- _TASK_: Keep only the lines of the items below that contain the string "woman", copying each one. Matching is case-sensitive.

----- DATASET EXCERPTS -----

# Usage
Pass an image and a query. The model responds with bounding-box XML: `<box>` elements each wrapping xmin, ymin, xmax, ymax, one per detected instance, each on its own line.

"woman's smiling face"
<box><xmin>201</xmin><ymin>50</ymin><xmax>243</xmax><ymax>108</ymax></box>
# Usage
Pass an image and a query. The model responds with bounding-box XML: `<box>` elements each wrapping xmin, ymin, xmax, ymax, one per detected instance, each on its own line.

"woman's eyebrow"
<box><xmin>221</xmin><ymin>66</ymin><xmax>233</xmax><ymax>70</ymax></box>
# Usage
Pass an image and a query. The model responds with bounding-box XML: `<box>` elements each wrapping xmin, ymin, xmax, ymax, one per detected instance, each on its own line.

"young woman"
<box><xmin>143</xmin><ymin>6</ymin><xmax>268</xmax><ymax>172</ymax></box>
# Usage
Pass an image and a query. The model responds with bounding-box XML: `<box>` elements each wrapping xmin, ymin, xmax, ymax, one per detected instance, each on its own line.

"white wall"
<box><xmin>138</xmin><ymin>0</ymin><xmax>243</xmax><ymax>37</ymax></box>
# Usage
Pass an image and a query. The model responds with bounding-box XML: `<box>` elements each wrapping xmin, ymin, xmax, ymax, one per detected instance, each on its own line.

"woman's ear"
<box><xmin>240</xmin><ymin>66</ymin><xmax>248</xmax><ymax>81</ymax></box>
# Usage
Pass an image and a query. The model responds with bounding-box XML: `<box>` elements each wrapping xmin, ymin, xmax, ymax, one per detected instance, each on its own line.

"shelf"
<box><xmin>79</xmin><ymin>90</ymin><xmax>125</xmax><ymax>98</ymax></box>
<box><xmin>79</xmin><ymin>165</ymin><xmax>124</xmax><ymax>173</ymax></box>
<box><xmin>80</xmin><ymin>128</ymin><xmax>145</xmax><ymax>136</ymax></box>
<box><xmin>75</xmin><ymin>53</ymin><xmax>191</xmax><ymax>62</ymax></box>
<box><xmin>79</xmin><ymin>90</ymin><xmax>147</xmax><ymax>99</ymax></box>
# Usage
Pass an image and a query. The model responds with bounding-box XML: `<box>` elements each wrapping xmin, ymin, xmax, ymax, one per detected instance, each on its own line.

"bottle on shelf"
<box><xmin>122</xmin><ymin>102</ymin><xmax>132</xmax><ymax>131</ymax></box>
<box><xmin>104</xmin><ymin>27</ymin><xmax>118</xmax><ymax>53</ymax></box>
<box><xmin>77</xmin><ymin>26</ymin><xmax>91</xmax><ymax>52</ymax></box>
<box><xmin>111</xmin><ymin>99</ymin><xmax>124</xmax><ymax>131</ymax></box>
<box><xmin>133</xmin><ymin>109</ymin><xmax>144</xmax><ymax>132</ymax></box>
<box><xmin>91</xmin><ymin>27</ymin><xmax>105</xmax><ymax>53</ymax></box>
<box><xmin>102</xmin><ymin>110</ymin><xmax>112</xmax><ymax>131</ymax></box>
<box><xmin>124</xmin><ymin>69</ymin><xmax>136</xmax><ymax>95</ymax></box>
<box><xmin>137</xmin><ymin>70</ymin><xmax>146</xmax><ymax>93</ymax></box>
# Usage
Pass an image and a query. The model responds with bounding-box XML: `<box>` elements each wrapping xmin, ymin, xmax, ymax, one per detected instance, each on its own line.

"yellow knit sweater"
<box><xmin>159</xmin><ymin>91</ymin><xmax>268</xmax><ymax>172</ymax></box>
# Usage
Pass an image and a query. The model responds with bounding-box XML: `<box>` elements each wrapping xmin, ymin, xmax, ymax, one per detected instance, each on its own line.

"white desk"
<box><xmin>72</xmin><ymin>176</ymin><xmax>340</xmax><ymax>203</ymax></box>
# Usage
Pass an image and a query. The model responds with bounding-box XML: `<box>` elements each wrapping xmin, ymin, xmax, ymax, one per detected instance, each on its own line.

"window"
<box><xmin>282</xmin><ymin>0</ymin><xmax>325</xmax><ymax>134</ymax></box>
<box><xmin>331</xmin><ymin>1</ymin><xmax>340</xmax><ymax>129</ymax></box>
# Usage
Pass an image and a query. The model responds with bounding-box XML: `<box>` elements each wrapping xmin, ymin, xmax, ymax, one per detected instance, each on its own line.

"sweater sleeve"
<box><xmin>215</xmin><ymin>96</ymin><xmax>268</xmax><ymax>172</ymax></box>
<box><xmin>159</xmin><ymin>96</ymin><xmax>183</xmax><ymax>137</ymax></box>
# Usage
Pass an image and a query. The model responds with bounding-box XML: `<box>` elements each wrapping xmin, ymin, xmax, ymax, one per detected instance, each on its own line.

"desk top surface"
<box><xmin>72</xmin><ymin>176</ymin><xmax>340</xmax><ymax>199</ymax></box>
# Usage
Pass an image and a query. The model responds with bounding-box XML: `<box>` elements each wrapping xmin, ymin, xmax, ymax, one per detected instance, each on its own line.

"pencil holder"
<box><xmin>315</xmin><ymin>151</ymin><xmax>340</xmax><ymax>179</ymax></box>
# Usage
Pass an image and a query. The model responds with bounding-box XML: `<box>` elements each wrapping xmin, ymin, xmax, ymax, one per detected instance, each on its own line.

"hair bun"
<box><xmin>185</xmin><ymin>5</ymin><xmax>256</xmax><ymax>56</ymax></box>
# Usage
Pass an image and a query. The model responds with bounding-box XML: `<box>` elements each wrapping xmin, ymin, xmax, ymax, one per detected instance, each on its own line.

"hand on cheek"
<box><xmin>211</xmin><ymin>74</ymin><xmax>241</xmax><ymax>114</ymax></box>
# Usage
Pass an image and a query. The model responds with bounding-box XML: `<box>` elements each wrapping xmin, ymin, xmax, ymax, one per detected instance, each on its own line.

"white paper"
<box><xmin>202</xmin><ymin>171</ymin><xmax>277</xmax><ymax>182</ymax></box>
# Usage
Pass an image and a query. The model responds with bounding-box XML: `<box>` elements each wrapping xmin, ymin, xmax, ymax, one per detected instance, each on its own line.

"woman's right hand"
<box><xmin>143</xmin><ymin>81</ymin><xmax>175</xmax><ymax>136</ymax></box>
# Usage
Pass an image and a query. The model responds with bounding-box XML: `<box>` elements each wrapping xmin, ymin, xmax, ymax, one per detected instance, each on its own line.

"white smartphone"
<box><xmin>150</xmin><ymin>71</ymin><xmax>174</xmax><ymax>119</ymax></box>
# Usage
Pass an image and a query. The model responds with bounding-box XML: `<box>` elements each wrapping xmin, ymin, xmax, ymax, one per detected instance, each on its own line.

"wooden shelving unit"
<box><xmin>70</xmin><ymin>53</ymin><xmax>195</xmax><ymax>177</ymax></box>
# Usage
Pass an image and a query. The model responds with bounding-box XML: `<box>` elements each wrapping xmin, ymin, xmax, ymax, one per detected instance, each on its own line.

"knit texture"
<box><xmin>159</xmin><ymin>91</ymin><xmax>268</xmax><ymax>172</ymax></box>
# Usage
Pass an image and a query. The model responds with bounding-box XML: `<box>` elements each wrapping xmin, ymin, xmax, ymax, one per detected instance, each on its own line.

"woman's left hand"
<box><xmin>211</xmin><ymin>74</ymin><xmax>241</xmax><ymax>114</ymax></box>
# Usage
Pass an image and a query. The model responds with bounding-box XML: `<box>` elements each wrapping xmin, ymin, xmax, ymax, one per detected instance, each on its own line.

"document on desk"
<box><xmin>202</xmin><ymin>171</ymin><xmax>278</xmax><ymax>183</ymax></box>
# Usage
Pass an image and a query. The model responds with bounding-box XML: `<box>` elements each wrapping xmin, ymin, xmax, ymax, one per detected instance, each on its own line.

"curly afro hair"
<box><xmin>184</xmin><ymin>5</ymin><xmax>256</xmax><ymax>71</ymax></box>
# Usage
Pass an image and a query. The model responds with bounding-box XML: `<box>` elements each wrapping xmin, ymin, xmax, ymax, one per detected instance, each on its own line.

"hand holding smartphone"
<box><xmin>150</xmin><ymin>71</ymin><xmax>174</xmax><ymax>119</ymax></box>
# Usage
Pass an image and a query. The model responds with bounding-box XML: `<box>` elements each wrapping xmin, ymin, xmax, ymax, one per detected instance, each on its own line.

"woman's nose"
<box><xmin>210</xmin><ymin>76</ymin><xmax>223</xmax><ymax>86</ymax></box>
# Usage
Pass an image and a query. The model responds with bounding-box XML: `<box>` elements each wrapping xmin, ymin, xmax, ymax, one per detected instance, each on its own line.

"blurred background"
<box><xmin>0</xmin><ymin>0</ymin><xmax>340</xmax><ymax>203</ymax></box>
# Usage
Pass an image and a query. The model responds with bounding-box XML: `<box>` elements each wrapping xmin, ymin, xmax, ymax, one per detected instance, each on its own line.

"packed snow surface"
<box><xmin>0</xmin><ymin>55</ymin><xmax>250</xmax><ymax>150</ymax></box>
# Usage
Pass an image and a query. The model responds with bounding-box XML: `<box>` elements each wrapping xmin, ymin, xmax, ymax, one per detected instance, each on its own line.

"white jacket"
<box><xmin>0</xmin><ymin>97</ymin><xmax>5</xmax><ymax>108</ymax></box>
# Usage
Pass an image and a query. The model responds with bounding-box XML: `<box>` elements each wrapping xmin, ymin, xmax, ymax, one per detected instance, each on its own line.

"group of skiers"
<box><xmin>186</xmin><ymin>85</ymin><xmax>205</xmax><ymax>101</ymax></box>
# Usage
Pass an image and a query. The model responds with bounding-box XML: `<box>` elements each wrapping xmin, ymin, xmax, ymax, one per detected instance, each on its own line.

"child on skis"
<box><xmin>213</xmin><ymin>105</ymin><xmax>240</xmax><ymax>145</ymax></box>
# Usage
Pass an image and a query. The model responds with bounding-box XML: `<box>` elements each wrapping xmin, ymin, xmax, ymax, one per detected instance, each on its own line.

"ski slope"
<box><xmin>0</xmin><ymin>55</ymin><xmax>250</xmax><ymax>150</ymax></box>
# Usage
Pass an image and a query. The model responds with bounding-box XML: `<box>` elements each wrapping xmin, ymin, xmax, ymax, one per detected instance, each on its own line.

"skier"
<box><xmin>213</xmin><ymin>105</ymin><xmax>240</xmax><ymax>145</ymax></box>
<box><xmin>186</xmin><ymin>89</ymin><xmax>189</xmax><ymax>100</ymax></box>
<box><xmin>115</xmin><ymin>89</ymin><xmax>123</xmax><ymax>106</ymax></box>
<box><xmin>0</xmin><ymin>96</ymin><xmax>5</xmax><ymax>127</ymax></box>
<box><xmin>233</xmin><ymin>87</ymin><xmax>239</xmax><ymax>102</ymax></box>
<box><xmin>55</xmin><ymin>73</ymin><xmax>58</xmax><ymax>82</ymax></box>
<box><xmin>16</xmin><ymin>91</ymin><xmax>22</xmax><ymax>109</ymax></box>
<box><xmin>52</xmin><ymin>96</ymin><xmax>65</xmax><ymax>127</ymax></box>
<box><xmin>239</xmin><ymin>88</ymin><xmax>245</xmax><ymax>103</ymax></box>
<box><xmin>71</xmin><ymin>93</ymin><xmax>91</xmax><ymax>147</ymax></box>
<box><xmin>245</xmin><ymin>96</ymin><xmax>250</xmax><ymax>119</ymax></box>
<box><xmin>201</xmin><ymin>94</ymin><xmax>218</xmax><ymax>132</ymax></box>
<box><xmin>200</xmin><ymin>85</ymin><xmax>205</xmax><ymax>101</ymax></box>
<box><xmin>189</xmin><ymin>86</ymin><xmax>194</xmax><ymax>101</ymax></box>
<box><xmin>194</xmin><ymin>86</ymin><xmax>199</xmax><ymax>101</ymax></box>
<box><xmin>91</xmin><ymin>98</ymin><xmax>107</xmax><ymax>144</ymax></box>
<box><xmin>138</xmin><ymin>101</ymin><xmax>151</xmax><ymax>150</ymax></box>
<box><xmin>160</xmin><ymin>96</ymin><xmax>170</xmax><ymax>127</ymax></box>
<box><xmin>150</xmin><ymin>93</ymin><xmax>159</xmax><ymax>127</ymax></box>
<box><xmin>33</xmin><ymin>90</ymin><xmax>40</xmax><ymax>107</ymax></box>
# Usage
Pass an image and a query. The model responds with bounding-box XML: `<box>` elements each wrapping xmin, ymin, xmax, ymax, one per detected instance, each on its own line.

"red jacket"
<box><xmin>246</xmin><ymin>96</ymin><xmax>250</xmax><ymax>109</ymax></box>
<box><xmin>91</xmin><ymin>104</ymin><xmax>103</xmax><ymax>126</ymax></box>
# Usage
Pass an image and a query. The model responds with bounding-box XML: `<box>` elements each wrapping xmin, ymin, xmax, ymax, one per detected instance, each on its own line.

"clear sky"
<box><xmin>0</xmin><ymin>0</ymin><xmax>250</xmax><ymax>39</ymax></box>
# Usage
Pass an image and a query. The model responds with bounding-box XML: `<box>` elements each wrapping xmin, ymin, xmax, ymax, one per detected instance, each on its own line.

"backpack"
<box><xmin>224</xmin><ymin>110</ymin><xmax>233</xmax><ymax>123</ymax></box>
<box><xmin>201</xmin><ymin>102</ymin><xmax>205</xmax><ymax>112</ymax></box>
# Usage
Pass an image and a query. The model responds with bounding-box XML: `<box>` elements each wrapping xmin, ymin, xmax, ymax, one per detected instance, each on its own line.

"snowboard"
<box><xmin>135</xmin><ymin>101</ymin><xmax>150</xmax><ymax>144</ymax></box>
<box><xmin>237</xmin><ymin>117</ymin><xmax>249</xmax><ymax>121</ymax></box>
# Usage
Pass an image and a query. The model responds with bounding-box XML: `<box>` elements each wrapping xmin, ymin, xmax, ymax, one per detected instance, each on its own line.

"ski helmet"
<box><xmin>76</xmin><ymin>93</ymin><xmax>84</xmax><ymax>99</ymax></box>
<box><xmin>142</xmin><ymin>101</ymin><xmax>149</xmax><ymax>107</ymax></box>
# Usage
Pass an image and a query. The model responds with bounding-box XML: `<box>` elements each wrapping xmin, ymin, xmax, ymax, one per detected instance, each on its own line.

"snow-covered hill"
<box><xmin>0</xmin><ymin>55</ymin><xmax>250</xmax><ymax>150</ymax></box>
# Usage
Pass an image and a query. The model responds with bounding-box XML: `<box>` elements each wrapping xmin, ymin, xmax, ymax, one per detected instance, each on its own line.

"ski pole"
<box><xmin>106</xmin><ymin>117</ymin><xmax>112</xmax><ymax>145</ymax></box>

-----

- _TASK ANSWER_:
"woman's smiling face"
"woman's eyebrow"
"young woman"
"woman's ear"
"woman's right hand"
"woman's left hand"
"woman's nose"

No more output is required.